Pick out each line of the material below that contains the string "query", treating uppercase and lowercase as different, and copy those lines.

▶ [RECORD SET]:

———

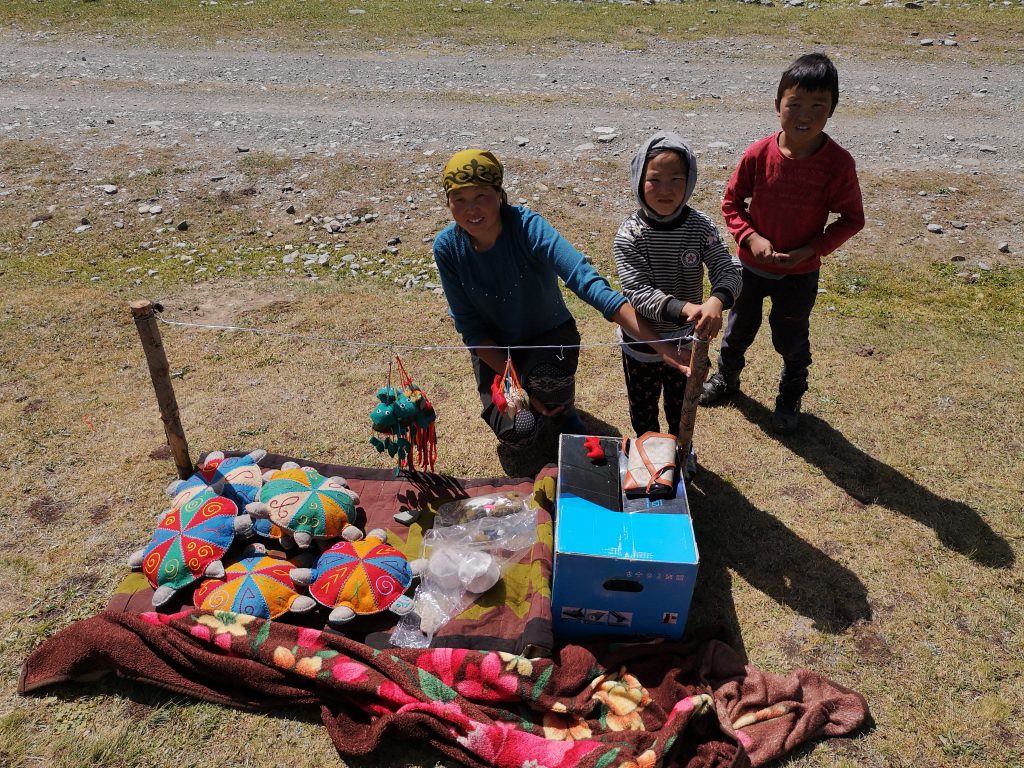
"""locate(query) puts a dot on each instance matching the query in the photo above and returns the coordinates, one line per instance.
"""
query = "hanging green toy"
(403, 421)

———

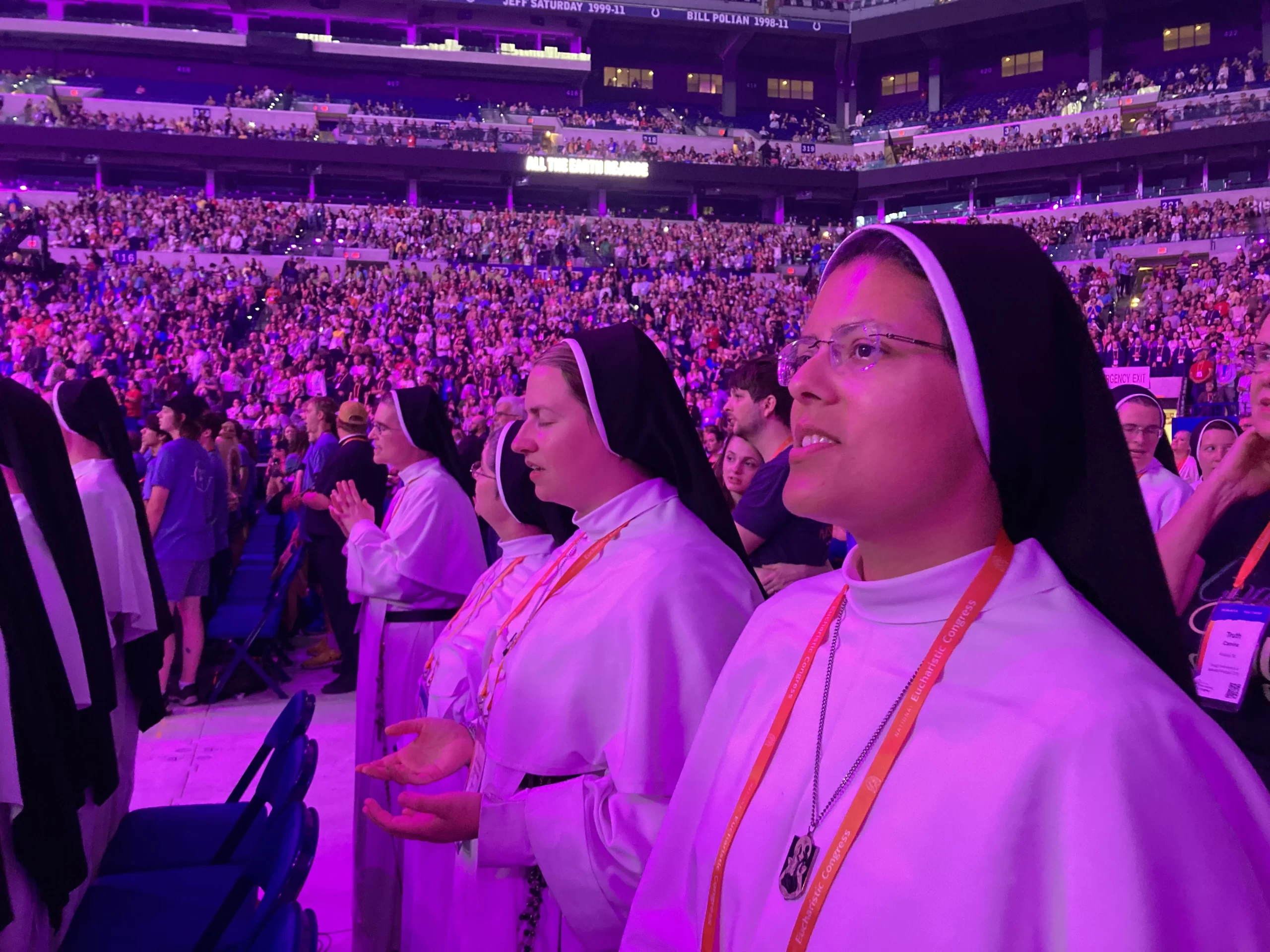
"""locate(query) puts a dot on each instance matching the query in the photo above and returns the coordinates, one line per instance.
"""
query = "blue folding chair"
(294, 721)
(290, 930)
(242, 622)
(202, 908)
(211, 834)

———

▶ [FULL SOLUTION]:
"""locate(query) puts a dot on each instance matching the query in the photo above and returns the coordinates, one line per instance.
query = "hanging green toy"
"""locate(query) puts a dot on each instance matching the query in the photo above and returns the coordinates, one line per instance.
query = "blue folding chair"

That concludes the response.